• _EXERCISE AIM_
Locate each line of the material that contains "block", then return it.

• _DATA IN THIS EXERCISE_
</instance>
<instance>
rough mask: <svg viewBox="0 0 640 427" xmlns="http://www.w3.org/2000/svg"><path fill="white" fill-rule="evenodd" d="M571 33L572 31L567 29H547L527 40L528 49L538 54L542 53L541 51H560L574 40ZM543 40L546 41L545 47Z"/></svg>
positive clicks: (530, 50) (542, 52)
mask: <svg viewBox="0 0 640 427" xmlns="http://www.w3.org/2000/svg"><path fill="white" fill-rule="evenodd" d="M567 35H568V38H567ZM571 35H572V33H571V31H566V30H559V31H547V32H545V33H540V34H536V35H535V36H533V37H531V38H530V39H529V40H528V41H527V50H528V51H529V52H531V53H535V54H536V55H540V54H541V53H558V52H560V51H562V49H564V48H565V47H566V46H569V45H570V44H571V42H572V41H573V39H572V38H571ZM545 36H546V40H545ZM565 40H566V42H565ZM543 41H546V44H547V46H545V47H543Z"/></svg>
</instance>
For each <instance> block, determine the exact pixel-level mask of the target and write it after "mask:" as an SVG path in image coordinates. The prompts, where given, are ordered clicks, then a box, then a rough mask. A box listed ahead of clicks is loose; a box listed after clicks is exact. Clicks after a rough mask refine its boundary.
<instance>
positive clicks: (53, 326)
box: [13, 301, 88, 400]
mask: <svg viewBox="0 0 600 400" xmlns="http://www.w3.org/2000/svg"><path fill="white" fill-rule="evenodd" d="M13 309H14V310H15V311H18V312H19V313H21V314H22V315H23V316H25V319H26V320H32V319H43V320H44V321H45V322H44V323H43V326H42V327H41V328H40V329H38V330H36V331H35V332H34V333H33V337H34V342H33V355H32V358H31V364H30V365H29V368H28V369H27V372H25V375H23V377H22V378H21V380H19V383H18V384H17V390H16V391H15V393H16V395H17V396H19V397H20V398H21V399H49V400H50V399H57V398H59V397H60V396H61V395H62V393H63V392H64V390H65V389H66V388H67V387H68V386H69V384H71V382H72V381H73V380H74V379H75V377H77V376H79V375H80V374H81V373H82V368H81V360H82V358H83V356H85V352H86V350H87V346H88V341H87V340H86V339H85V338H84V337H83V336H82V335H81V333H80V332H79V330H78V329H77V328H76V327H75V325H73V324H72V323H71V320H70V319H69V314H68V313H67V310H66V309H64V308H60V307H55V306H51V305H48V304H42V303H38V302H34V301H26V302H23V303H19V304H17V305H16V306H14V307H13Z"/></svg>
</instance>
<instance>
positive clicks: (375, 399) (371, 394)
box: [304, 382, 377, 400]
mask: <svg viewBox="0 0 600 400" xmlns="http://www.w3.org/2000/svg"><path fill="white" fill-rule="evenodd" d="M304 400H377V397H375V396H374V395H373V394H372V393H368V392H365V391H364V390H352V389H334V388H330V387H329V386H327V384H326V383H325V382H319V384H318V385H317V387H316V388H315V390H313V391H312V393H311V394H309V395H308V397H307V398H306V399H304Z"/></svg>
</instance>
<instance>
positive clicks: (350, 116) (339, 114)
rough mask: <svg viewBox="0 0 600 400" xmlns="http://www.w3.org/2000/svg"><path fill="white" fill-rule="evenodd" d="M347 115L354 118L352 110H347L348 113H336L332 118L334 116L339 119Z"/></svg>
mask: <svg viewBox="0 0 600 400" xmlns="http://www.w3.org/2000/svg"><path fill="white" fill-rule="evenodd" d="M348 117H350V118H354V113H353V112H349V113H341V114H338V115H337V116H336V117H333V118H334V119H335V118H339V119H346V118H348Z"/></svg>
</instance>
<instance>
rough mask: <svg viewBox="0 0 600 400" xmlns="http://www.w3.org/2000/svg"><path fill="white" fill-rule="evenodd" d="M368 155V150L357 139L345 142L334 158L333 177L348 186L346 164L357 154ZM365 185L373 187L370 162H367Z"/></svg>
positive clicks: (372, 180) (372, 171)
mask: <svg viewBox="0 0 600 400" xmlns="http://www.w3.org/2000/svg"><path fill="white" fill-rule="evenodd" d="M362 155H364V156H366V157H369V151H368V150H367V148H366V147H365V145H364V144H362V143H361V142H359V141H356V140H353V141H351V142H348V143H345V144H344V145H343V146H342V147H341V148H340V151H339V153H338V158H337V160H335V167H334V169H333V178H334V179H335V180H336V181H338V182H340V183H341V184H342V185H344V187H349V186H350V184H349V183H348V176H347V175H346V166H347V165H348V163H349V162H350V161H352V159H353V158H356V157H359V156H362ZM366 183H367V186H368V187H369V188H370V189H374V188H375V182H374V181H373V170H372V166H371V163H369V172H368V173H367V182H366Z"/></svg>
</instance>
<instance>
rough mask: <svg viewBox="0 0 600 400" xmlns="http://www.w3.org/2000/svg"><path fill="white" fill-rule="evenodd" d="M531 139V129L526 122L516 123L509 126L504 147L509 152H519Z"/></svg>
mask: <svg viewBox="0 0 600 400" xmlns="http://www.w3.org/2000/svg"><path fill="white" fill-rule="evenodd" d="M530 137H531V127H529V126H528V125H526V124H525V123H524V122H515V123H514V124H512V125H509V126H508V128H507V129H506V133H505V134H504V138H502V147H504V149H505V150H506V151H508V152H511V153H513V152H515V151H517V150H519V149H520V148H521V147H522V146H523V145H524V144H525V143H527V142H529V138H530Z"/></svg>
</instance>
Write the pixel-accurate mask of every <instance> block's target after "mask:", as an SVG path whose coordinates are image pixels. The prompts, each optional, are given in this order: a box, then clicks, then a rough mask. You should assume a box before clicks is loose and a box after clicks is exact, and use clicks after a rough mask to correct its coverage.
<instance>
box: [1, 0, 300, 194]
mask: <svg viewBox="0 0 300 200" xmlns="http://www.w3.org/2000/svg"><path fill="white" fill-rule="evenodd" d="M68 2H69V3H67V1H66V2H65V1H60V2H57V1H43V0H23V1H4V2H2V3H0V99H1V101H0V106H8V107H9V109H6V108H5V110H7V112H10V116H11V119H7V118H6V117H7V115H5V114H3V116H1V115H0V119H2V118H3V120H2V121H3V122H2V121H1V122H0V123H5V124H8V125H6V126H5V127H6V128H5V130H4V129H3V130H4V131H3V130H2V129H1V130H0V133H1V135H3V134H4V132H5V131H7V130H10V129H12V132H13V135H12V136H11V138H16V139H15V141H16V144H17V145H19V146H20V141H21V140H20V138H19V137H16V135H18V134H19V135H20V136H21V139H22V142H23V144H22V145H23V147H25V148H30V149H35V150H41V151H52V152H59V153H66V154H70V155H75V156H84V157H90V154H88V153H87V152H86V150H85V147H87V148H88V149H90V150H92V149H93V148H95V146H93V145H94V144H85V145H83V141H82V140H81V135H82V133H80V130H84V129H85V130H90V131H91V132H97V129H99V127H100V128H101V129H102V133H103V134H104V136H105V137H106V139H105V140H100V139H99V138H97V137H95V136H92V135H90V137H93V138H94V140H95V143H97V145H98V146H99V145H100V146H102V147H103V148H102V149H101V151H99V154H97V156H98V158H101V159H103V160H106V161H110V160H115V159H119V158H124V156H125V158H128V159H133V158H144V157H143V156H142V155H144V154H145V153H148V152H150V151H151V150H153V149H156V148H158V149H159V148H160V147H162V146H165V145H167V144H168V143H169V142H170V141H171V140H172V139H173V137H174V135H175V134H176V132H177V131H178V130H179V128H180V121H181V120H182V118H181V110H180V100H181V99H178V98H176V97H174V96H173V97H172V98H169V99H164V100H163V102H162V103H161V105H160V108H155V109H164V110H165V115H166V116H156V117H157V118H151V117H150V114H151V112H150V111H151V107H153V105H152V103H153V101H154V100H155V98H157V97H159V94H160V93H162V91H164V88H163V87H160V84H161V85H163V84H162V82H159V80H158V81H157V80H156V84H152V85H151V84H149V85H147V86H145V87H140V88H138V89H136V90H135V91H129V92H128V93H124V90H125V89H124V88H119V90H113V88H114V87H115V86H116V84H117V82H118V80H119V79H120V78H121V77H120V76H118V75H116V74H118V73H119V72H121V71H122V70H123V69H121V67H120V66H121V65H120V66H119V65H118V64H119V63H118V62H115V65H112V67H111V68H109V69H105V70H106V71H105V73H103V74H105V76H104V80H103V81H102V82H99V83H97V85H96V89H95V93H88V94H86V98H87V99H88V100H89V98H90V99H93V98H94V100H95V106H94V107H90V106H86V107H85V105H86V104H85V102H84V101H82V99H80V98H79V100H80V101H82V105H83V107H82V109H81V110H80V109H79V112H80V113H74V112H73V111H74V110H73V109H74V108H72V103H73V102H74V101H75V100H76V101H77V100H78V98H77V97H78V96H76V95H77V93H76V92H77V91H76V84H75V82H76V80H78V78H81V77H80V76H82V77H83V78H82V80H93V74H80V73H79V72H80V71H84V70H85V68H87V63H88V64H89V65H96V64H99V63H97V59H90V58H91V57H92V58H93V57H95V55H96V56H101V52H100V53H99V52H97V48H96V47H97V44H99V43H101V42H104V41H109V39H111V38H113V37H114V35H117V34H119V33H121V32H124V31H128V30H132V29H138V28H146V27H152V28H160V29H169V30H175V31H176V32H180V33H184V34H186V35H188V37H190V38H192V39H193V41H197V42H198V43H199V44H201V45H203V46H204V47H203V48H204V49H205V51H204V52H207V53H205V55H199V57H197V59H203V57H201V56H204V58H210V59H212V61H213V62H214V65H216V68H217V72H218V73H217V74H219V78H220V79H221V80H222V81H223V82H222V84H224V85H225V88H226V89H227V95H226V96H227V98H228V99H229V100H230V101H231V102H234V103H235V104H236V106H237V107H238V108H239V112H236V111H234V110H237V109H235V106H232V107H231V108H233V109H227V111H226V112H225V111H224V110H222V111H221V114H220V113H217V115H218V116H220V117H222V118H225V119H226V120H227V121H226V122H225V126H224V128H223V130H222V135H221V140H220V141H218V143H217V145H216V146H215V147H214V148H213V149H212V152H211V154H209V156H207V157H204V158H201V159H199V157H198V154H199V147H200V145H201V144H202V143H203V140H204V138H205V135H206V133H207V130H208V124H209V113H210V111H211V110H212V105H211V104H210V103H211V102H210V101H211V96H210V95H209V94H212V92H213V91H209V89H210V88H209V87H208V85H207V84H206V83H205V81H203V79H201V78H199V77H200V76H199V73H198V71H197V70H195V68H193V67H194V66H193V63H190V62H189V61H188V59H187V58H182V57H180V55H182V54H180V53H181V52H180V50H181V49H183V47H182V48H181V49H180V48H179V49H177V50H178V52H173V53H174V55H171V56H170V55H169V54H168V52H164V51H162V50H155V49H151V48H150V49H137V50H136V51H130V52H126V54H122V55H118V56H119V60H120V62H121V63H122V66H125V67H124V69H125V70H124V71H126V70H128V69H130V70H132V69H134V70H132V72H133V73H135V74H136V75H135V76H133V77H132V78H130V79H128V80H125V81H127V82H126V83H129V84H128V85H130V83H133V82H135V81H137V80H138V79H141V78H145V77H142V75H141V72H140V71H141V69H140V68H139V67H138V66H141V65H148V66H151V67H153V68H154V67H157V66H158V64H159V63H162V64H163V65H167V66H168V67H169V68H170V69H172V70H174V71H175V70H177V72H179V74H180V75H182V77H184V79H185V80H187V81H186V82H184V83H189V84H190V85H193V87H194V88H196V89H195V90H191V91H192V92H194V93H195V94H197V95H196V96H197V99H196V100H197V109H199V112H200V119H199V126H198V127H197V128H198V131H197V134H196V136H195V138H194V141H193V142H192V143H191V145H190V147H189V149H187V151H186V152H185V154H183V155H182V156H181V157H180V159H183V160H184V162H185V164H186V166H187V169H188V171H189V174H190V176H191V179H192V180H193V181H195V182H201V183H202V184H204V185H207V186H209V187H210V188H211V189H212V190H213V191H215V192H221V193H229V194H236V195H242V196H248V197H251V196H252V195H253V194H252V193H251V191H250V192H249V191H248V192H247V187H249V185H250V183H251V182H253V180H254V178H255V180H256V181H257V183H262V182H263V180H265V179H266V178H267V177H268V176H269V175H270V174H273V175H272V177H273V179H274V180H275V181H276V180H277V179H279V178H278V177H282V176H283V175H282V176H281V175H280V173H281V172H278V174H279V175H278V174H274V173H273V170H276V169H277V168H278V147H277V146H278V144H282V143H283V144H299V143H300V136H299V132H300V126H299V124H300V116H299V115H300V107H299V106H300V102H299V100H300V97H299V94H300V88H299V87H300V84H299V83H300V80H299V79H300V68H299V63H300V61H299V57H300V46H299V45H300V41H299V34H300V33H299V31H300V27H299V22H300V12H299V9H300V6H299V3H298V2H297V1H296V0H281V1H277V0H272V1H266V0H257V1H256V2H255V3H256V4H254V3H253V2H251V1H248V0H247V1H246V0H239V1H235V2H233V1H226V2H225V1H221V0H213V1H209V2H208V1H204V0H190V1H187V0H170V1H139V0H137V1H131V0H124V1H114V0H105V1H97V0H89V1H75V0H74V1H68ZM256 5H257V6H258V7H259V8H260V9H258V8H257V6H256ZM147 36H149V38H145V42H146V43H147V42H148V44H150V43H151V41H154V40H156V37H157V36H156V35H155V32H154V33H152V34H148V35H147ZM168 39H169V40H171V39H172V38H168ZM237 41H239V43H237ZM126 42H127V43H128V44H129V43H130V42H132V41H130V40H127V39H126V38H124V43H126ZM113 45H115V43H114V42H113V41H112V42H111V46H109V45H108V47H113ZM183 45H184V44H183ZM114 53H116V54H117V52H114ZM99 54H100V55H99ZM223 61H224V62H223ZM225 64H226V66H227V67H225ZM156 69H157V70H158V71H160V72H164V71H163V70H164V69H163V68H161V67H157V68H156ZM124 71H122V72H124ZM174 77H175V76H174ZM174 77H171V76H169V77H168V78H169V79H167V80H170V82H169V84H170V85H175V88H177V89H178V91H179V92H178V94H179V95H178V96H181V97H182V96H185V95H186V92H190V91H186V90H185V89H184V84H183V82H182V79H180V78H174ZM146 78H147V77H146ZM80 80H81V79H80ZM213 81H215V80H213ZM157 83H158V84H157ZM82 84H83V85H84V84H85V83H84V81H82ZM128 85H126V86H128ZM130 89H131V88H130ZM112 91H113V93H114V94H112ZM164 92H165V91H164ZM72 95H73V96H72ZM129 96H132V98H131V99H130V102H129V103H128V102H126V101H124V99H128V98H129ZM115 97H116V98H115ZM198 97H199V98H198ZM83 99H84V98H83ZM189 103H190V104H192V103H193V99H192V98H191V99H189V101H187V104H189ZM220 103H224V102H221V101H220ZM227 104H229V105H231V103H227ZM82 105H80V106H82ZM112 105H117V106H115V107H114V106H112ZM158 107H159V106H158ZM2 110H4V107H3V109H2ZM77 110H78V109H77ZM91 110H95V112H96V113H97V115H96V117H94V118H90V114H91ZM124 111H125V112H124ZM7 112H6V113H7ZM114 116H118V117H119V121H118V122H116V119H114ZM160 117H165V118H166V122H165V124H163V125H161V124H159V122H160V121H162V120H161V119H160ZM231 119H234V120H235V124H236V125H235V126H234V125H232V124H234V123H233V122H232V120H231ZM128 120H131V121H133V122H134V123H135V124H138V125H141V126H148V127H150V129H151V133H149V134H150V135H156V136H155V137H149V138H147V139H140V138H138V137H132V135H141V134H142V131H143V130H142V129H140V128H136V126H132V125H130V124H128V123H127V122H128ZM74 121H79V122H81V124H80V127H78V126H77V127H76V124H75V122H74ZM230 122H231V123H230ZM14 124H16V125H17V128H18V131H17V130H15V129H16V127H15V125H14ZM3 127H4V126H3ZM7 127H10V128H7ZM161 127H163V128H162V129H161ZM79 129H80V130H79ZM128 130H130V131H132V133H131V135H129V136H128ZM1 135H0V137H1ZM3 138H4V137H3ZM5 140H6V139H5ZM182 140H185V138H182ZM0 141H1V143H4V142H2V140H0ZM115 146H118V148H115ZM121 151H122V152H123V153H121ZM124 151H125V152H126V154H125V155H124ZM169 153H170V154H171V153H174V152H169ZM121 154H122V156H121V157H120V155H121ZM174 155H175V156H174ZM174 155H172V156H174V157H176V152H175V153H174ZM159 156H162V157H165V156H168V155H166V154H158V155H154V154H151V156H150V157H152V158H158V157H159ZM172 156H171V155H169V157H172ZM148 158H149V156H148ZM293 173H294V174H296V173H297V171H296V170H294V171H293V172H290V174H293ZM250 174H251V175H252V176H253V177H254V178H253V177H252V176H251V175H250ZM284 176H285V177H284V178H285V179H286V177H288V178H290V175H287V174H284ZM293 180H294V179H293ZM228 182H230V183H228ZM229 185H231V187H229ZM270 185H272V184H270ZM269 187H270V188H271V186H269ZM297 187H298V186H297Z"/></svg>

• _ANSWER TO THIS PROBLEM_
For each <instance> block, determine the exact pixel-level mask of the target and write it after "mask:" as an SVG path in image coordinates. The prompts, where given, are ordered clicks, then a box, then a rough mask. A box listed ahead of clicks is loose; a box listed after clicks is exact. Clicks after a rough mask refine its boundary.
Write the pixel-accurate mask of every <instance> block's target after "mask:", as an SVG path whose coordinates are image pixels. The prompts, each optional, are given in this order: a box, then clicks, then a rough mask. You should assume a box before clicks is loose and a box after clicks is exact, and use clicks after a rough mask to correct its coverage.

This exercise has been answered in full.